● **Short problem**
Count how many lines in the rows below contain the word "tall". Reply with the number alone.

● **Available data**
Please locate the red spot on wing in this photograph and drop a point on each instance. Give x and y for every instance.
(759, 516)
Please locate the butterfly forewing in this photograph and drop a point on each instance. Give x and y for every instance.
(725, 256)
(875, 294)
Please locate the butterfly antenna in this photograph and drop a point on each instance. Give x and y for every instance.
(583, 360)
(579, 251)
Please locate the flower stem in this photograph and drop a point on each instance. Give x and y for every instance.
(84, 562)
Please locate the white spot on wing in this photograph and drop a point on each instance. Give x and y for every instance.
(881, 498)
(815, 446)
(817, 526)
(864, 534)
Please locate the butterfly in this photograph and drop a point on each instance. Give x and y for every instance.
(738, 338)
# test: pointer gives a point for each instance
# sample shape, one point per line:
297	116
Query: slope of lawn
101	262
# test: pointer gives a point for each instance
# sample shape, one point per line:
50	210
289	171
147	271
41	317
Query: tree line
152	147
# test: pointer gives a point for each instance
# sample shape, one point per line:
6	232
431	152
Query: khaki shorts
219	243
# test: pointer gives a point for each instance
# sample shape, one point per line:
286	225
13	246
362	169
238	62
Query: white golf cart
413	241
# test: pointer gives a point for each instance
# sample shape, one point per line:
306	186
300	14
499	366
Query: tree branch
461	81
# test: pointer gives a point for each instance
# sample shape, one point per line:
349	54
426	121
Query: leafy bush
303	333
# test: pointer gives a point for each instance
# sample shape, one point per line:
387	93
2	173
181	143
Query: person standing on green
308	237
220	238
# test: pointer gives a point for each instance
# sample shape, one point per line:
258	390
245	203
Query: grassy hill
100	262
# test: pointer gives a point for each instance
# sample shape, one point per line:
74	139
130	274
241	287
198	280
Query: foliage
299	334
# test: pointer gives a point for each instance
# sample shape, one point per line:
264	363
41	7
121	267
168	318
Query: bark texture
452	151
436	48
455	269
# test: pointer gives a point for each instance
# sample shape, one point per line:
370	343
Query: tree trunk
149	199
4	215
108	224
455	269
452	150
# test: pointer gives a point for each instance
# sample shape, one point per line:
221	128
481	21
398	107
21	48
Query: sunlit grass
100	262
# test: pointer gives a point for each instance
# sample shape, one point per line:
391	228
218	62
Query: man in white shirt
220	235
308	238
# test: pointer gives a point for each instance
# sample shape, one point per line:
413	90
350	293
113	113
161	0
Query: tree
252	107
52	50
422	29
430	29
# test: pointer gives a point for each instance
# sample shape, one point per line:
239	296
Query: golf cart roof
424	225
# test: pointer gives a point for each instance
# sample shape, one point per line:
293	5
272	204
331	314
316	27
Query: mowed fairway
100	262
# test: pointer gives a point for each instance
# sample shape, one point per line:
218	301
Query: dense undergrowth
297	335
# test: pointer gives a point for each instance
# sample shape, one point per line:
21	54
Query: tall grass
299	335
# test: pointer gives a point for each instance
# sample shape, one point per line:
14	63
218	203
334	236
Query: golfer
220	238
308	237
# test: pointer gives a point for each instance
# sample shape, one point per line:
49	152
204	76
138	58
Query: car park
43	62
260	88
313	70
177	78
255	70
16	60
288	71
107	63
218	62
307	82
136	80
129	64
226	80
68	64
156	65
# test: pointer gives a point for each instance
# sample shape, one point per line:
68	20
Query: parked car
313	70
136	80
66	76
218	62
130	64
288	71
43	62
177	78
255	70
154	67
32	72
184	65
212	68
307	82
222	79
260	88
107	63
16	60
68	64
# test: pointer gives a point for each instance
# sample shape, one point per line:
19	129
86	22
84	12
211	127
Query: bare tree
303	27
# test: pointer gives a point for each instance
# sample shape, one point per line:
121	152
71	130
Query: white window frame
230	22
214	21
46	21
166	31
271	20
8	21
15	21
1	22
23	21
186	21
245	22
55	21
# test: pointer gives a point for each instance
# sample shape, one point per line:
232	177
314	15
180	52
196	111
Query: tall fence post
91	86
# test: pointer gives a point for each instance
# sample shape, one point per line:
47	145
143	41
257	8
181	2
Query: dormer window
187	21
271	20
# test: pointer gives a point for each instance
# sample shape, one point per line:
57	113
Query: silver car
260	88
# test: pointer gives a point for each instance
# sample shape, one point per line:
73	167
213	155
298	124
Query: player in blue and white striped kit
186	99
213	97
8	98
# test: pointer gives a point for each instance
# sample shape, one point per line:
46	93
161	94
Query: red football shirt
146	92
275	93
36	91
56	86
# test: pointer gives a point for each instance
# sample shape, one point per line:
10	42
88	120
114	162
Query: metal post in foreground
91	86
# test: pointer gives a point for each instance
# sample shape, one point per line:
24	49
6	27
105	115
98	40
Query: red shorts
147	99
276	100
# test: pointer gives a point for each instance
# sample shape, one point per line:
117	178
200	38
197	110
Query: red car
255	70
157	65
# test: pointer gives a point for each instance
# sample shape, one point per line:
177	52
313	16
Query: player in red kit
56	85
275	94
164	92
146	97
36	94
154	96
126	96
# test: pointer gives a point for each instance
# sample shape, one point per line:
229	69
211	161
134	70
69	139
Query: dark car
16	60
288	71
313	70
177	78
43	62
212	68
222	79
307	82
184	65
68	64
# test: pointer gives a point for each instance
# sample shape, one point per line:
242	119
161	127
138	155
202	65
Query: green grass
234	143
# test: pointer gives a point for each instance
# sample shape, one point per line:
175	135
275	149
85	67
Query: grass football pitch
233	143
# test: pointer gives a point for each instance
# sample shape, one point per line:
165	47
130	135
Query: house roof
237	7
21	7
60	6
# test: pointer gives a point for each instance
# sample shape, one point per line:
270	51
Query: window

● **Answer to the exercise**
2